## INSTRUCTION 1
Please count the lines in the rows below that contain the string "jersey", matching case exactly, and reply with only that number.

## QUOTED PASSAGE
Research from the CBI and Finastra has showed that there is a gap between the ambition of firms to trade internationally and the reality of doing so
Research from the CBI and Finastra has showed that there is a gap between the ambition of firms to trade internationally and the reality of doing so. The CBI and Finastra collaborated with YouGov to survey over 200 financial decision makers at UK-based small and medium-sized enterprises (SMEs) to better understand current business perceptions toward international trade and accessing finance.
The goal was to gain more insight into the challenges businesses are facing, their attitudes toward finance, and their aspirations for international growth. The research is part of the CBI's International Trading Toolkit, which aims to support UK SMEs across all industries in achieving their expanded global trade goals. It reveals that while only 44% of businesses polled now engage in foreign trade, only 23% claimed they were not interested in doing so.

## RECORDS
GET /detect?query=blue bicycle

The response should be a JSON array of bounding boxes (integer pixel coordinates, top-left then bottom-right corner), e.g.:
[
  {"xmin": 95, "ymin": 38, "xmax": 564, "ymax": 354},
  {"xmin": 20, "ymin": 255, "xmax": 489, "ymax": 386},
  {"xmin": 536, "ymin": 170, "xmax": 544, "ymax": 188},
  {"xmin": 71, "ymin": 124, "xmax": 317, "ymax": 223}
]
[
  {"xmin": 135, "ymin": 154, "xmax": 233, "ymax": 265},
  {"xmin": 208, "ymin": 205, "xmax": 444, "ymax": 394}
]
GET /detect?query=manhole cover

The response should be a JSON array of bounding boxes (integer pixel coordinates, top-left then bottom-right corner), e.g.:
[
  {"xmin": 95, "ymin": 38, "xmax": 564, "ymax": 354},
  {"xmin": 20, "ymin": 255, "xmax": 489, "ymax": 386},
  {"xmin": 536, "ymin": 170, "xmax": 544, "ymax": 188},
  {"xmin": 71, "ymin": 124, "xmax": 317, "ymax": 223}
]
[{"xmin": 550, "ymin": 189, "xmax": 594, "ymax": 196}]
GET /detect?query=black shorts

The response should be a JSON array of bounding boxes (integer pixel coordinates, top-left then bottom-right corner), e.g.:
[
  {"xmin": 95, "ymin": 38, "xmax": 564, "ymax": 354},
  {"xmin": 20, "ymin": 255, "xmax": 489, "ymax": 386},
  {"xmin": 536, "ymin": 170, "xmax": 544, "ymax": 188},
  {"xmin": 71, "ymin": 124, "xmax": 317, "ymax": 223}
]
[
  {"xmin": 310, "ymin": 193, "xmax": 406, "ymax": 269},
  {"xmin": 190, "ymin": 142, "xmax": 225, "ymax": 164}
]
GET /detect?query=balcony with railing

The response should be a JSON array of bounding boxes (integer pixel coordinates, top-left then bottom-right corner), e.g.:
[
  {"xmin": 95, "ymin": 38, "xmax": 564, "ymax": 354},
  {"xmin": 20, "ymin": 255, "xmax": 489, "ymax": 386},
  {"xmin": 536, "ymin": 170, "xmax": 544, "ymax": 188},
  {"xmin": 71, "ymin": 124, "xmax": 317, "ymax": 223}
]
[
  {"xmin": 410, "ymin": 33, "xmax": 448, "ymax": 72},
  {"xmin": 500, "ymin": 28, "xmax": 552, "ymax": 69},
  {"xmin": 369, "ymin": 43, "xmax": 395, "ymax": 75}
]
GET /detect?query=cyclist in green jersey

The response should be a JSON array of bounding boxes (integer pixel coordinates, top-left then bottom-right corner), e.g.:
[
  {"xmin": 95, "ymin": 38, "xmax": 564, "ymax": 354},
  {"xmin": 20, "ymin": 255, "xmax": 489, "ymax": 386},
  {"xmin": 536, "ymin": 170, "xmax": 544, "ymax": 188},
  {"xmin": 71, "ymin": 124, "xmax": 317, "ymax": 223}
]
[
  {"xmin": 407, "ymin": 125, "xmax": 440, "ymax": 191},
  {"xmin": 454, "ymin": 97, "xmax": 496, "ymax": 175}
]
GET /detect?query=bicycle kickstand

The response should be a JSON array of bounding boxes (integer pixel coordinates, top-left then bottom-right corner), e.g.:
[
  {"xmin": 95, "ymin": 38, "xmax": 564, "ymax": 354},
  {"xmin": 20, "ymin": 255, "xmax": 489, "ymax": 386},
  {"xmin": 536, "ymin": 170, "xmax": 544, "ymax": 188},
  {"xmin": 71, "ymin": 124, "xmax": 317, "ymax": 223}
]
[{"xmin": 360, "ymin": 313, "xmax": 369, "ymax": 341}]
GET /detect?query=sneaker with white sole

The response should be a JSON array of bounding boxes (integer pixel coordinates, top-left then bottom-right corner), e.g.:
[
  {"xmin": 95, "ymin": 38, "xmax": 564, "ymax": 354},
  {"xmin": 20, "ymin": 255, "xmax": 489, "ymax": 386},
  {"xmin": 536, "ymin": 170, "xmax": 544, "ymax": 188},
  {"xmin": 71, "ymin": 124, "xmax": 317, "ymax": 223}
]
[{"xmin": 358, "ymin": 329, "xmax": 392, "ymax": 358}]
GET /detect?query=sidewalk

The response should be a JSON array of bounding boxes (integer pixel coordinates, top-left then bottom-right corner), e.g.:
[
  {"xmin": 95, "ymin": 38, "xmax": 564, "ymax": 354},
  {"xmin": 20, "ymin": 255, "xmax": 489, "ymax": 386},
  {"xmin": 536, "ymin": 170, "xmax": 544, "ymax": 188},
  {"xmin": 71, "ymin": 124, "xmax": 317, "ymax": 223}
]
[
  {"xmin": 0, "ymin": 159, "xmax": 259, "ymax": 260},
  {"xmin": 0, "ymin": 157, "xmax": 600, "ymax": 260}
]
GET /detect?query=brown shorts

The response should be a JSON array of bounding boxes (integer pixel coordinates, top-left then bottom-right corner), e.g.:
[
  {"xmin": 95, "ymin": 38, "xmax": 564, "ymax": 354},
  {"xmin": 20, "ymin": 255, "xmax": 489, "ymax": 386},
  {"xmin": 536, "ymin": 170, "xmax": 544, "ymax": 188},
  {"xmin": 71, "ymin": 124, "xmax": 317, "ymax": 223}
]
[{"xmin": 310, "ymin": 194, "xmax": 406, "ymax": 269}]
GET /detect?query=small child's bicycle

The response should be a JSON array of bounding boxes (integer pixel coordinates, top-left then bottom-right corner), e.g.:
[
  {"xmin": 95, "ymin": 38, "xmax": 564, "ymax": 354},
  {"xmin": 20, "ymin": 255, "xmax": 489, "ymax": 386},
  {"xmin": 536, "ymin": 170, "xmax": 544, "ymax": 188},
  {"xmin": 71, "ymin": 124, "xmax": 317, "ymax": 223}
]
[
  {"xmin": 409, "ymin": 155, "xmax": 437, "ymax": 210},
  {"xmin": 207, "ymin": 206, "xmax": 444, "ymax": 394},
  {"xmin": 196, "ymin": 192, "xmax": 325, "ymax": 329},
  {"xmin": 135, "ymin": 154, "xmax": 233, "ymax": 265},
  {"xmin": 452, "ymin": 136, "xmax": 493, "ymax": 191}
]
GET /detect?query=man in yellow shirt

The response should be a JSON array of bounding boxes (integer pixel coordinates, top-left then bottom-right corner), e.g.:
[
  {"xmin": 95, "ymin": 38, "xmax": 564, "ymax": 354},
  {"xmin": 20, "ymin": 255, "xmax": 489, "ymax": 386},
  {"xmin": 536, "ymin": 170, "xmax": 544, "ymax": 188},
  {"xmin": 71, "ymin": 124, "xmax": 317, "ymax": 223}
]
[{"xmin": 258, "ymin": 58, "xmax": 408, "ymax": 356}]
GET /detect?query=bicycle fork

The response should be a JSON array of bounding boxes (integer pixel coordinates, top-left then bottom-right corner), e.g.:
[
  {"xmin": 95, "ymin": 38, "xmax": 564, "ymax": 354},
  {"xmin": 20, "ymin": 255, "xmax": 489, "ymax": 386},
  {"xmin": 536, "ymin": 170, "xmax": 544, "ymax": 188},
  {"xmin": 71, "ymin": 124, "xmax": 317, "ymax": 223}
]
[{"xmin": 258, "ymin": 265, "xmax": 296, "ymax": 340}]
---
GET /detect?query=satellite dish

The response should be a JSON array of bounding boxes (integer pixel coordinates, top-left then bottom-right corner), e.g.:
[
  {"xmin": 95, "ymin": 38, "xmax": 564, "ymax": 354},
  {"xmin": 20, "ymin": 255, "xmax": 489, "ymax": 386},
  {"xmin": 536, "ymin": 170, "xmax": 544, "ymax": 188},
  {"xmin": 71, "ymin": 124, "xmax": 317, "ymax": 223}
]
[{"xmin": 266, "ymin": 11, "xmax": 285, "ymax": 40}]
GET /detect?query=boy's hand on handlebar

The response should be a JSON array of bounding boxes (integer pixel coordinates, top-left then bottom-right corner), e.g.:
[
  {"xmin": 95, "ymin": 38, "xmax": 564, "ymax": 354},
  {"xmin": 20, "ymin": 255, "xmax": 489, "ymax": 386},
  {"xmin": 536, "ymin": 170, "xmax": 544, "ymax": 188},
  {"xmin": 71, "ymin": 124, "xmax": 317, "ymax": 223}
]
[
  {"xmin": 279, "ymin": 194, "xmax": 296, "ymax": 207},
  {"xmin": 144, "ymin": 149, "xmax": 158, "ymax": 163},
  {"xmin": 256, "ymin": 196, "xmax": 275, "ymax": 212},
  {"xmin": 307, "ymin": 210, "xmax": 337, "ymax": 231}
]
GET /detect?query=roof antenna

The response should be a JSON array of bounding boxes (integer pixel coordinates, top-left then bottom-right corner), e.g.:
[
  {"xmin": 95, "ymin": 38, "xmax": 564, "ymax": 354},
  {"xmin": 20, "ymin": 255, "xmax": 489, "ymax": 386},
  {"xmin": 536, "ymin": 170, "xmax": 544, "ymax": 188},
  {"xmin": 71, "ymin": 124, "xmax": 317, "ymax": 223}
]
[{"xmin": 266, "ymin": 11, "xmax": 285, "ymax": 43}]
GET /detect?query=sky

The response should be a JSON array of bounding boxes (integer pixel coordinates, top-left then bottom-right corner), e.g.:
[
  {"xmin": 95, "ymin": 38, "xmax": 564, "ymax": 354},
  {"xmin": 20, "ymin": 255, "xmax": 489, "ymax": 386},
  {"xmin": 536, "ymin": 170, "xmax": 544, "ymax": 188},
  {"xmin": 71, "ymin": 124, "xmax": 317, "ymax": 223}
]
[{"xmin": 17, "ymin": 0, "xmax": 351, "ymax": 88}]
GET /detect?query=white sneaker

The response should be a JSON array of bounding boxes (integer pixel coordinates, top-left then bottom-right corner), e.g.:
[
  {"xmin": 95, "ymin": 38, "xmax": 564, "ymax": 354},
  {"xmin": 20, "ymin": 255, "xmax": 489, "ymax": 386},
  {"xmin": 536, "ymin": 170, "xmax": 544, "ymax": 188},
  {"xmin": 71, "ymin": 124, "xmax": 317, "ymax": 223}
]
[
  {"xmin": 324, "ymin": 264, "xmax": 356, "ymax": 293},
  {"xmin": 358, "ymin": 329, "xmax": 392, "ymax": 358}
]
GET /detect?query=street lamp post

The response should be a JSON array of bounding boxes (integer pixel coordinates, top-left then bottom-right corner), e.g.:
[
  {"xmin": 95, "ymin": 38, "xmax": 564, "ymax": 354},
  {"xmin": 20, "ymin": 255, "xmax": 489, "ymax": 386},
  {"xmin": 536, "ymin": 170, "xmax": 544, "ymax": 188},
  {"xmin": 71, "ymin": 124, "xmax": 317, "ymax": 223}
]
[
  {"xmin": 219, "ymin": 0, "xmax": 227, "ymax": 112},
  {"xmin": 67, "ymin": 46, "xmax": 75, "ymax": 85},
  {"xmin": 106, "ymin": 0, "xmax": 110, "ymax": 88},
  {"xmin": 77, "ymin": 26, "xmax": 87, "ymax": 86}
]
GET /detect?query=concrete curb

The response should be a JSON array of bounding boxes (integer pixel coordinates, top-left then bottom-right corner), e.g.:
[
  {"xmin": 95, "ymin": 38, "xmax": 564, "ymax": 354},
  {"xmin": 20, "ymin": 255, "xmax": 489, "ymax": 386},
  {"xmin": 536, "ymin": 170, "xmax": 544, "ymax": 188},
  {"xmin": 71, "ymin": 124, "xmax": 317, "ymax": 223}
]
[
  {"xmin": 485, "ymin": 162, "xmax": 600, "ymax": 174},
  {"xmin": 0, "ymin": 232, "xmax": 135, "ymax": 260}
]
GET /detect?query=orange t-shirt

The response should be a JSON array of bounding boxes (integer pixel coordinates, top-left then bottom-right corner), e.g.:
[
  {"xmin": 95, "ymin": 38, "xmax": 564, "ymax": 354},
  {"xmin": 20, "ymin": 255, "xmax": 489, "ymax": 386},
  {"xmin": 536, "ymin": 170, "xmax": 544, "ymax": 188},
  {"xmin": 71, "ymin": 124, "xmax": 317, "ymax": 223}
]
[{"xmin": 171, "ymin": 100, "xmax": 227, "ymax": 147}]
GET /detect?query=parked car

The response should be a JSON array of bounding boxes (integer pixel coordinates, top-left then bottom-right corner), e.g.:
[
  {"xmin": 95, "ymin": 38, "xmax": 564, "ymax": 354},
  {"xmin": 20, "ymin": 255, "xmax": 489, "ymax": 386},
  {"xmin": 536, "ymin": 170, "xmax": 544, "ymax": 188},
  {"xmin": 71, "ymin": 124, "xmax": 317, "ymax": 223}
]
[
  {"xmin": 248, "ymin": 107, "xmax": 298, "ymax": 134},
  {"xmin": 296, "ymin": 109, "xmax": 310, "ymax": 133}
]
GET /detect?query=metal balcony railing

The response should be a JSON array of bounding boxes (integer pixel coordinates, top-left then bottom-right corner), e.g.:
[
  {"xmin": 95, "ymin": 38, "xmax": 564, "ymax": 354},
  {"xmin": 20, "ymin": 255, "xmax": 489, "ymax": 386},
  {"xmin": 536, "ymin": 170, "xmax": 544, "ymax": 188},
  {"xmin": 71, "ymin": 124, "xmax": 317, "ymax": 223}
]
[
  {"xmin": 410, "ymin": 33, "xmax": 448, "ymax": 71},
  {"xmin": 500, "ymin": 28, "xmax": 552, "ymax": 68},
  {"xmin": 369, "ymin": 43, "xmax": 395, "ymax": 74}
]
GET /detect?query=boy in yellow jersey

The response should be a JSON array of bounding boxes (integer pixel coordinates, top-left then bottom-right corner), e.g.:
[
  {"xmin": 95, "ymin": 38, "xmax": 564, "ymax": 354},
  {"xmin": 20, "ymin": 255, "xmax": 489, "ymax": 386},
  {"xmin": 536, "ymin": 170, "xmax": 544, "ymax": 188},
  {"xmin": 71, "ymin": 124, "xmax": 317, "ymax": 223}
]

## INSTRUCTION 2
List every organization named in the passage on SME trade research above.

## FULL RESPONSE 1
2

## FULL RESPONSE 2
CBI
Finastra
YouGov